* [WHAT TO WORK ON]:
The records that follow are to be reproduced verbatim.

━━━━━ RECORDS TO PROCESS

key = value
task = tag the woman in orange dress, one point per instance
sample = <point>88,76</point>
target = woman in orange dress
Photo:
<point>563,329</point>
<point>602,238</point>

━━━━━━━━━━

* [EXERCISE RESULT]:
key = value
task = tag the woman in orange dress, one point per instance
sample = <point>88,76</point>
target = woman in orange dress
Photo:
<point>563,329</point>
<point>602,238</point>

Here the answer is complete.